:: WHAT THE EXERCISE ASKS ::
Copy the listing below word for word, from its beginning through the line with "x=735, y=428", including that line. Leave the pictures out.

:: EXTRACTED INFORMATION ::
━━━━━━━━━━━━━━━━━━━━

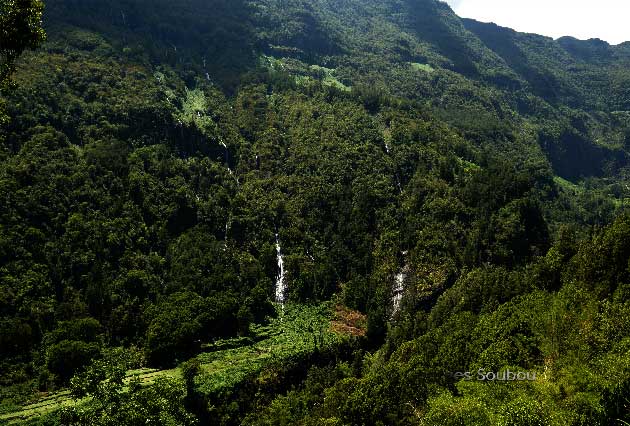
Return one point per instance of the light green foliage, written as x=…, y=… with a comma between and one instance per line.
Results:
x=421, y=67
x=158, y=151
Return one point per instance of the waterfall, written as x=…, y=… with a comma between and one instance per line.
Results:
x=280, y=285
x=227, y=228
x=397, y=291
x=399, y=286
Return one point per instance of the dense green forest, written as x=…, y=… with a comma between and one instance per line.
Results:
x=324, y=212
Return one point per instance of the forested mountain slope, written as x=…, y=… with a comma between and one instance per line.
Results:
x=456, y=189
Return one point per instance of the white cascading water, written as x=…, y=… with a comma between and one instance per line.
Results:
x=399, y=287
x=280, y=285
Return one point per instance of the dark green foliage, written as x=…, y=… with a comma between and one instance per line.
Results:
x=158, y=152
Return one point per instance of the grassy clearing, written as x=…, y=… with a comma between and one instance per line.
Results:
x=297, y=330
x=421, y=67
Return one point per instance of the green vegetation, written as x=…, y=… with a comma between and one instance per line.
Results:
x=446, y=196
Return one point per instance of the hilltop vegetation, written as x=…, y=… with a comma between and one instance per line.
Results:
x=155, y=153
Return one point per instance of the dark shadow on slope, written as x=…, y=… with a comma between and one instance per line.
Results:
x=574, y=157
x=435, y=23
x=503, y=42
x=295, y=29
x=196, y=36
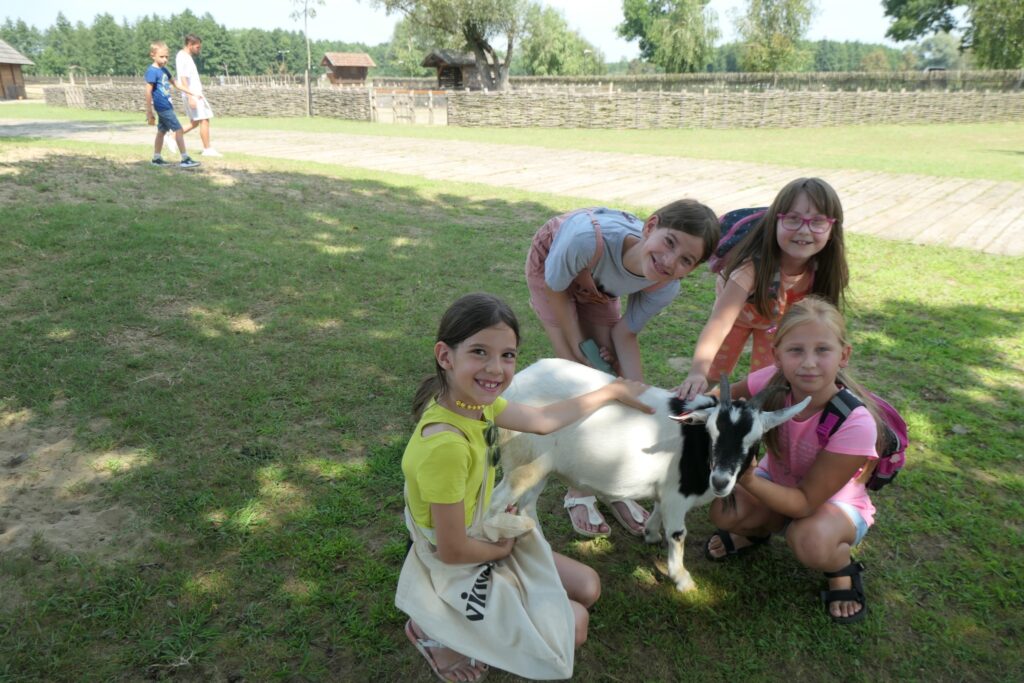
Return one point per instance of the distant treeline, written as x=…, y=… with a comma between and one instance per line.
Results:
x=107, y=47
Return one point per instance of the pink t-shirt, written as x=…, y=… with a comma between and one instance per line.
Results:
x=799, y=441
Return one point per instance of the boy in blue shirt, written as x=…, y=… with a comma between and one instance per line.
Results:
x=158, y=96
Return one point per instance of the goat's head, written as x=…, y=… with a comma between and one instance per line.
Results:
x=735, y=428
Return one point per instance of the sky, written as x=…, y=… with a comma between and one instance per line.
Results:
x=359, y=20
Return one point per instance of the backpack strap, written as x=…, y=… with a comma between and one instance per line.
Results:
x=835, y=414
x=598, y=241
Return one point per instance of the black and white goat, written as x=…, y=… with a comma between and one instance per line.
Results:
x=619, y=452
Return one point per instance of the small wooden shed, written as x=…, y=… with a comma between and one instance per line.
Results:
x=347, y=68
x=11, y=81
x=455, y=70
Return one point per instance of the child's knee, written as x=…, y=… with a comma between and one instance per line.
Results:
x=582, y=620
x=589, y=588
x=810, y=546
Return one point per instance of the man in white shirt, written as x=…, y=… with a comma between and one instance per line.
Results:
x=196, y=105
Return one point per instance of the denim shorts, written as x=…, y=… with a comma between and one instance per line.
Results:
x=168, y=121
x=851, y=512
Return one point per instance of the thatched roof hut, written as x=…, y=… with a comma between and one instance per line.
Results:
x=347, y=68
x=455, y=70
x=11, y=80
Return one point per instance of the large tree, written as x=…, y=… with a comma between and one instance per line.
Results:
x=772, y=31
x=993, y=30
x=550, y=48
x=411, y=42
x=477, y=23
x=677, y=35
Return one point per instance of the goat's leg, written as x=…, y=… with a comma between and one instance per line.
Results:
x=517, y=481
x=674, y=522
x=652, y=530
x=527, y=502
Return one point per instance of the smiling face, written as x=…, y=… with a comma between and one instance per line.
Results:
x=668, y=254
x=479, y=368
x=810, y=356
x=800, y=245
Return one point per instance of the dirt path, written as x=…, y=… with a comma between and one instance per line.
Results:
x=984, y=215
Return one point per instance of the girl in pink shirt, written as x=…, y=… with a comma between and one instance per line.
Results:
x=813, y=495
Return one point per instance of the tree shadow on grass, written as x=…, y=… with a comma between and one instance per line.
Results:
x=260, y=334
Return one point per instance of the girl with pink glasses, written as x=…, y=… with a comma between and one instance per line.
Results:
x=794, y=250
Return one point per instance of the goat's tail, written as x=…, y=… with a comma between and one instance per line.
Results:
x=517, y=449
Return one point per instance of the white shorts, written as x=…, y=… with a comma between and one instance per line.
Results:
x=201, y=112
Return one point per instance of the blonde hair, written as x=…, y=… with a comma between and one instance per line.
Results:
x=830, y=272
x=814, y=309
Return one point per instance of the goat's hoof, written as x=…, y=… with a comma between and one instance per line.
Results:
x=685, y=584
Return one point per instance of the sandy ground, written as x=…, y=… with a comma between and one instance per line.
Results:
x=52, y=492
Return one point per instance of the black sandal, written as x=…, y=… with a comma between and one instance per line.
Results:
x=855, y=594
x=730, y=548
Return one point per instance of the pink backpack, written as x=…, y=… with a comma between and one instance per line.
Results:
x=892, y=443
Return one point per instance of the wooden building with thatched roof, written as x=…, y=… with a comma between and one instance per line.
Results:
x=347, y=68
x=455, y=70
x=11, y=81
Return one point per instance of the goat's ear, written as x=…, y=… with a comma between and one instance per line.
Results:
x=691, y=412
x=775, y=418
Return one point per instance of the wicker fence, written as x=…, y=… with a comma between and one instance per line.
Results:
x=570, y=109
x=352, y=103
x=728, y=110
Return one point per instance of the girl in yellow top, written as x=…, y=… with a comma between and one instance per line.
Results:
x=443, y=464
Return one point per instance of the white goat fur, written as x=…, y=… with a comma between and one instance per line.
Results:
x=615, y=453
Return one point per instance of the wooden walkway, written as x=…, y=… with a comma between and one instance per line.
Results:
x=984, y=215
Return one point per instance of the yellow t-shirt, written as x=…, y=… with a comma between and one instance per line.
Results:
x=446, y=467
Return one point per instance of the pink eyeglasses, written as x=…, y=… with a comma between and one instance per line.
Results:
x=816, y=224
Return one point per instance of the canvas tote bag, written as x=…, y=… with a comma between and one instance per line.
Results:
x=512, y=613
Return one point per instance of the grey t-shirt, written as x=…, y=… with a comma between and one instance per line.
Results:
x=573, y=247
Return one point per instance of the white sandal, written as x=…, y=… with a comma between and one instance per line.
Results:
x=424, y=644
x=593, y=516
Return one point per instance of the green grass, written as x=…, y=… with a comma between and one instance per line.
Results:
x=991, y=151
x=257, y=347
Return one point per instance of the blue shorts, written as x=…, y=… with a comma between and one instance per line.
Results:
x=851, y=512
x=168, y=121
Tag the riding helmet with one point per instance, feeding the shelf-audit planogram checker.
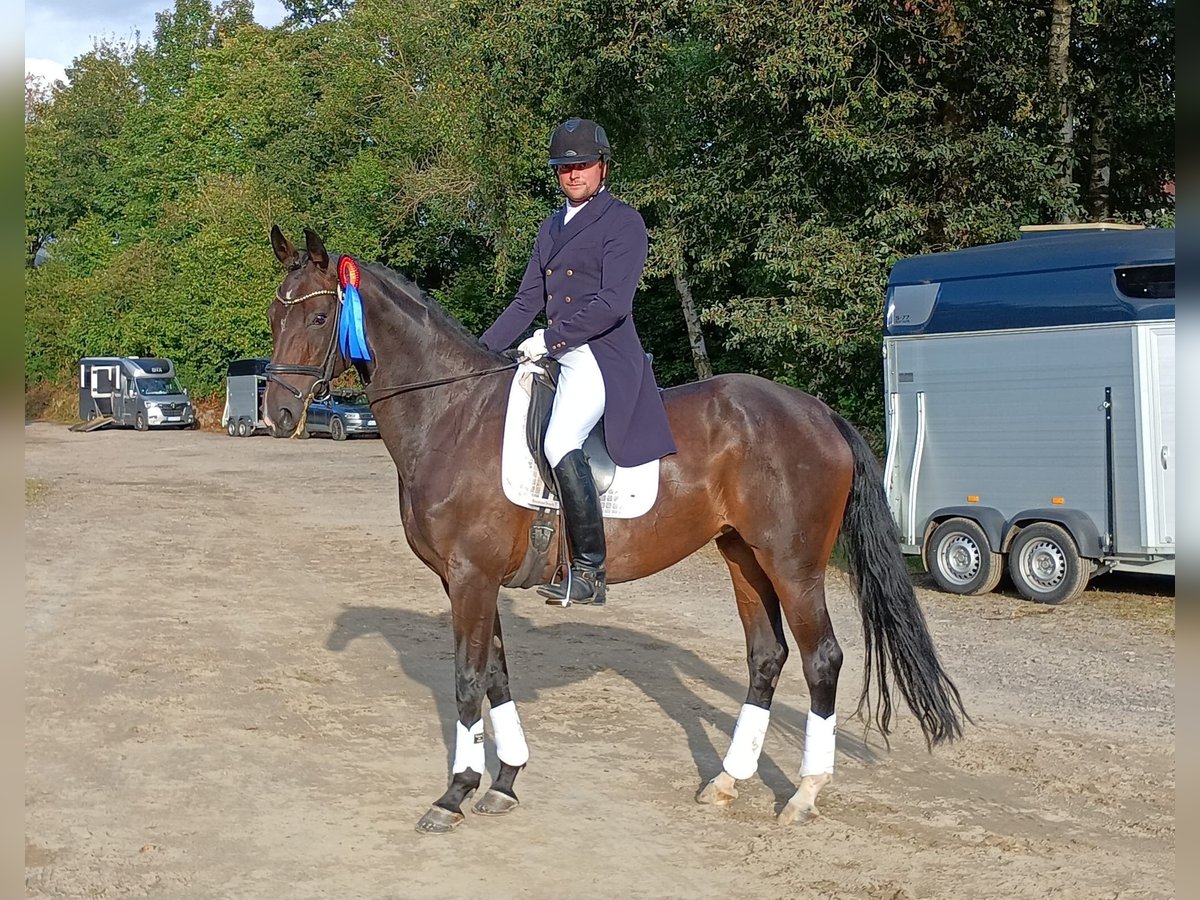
(579, 141)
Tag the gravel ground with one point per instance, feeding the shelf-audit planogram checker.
(239, 684)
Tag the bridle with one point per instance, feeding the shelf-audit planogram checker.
(324, 372)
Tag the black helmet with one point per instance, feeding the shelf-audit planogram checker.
(579, 141)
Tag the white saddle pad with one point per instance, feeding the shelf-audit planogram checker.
(631, 493)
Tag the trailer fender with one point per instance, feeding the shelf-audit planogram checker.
(1080, 526)
(990, 520)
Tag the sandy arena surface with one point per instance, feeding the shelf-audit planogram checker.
(239, 684)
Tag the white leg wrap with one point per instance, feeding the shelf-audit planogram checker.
(820, 741)
(469, 748)
(742, 760)
(510, 744)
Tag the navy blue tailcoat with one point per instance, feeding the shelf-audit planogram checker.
(583, 276)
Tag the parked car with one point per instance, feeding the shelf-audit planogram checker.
(341, 417)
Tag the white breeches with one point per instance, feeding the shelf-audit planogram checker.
(579, 403)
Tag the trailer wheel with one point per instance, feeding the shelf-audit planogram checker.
(960, 559)
(1045, 565)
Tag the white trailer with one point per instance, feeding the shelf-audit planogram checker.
(1030, 394)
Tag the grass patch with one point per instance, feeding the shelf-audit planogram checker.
(35, 490)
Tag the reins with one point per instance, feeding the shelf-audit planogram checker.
(395, 390)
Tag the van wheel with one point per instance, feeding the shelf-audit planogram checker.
(1045, 565)
(960, 559)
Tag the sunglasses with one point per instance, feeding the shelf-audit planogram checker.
(562, 169)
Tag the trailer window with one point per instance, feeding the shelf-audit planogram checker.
(150, 387)
(1147, 282)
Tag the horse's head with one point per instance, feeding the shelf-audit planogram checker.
(304, 333)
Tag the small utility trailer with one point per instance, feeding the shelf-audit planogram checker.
(1030, 395)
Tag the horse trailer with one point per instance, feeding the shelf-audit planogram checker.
(1030, 408)
(245, 387)
(141, 391)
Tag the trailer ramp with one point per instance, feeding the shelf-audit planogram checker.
(100, 421)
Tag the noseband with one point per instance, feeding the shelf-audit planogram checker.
(323, 373)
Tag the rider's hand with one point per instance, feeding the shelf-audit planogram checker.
(533, 348)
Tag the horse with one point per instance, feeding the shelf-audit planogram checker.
(768, 472)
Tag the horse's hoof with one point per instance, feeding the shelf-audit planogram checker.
(496, 803)
(802, 808)
(721, 791)
(439, 821)
(797, 814)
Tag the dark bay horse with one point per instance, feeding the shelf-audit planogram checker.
(769, 472)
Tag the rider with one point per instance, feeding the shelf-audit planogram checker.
(583, 270)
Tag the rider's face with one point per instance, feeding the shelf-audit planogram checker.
(580, 180)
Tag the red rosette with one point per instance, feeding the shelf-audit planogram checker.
(348, 271)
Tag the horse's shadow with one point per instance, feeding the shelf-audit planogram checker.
(661, 670)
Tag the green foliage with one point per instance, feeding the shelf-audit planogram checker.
(784, 159)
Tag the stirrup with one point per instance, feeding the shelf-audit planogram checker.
(581, 587)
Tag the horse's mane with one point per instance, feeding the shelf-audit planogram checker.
(413, 292)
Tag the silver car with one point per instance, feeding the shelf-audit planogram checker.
(342, 415)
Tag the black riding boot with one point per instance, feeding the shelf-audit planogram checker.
(585, 582)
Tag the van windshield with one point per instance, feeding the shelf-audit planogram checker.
(153, 387)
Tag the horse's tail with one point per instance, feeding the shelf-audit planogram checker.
(893, 624)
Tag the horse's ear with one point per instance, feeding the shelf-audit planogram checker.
(283, 250)
(316, 247)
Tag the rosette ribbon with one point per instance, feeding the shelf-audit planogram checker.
(351, 330)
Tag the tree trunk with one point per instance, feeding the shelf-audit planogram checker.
(695, 336)
(1099, 201)
(1060, 75)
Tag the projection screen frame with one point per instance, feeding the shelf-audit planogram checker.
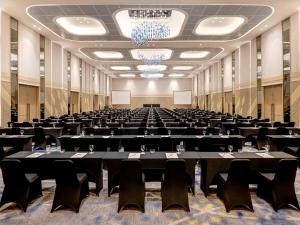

━━━━━━━━━━━━━━━━━━━━

:: EXERCISE RESPONSE ::
Return one point per instance of the light green foliage, written as x=…, y=… with a comma between and one instance per line.
Results:
x=421, y=67
x=158, y=151
Return one point per instance of the waterfall, written as x=…, y=… with a comma between and one instance per line.
Results:
x=280, y=285
x=227, y=228
x=397, y=291
x=399, y=286
Return one point per instance of the dense green forest, written as x=…, y=… with a comma between and one instance per line.
Results:
x=324, y=212
Return one point per instance of the forested mountain slope, written as x=…, y=… with a comma between and one instance per line.
Results:
x=456, y=189
Return one point per instance of the white cascading water, written as x=…, y=… with a comma between and one instance per line.
Results:
x=399, y=287
x=280, y=285
Return one point per instance of the dark green foliage, written as x=…, y=… with a comma between and one instance per line.
Results:
x=158, y=152
Return one point per instance of the grassy clearing, written as x=…, y=… with a comma between and one instance per line.
Results:
x=297, y=330
x=421, y=67
Return one point per instance of the green vegetation, written as x=…, y=… with a comma between and one instance per line.
Results:
x=446, y=196
Return one point per instance of the hilltop vegetation, written as x=…, y=… with a comma between and one instance per line.
Results:
x=155, y=153
Return one point per instance of the dark shadow on slope, written as x=…, y=… with a comma between and one instance per line.
Results:
x=574, y=157
x=435, y=23
x=503, y=42
x=295, y=29
x=196, y=36
Return one point per instance of the distant treeline, written as x=…, y=… with a comma between and one instance per line.
Results:
x=107, y=47
Return one point per instance of the pink t-shirt, written as x=…, y=… with a comma between and one instance per line.
Results:
x=799, y=441
Return one point per instance of the boy in blue shirt, written as x=…, y=… with a comma between and one instance per line.
Results:
x=158, y=96
Return one point per instance of the goat's head, written as x=…, y=… with a comma between and one instance per line.
Results:
x=735, y=428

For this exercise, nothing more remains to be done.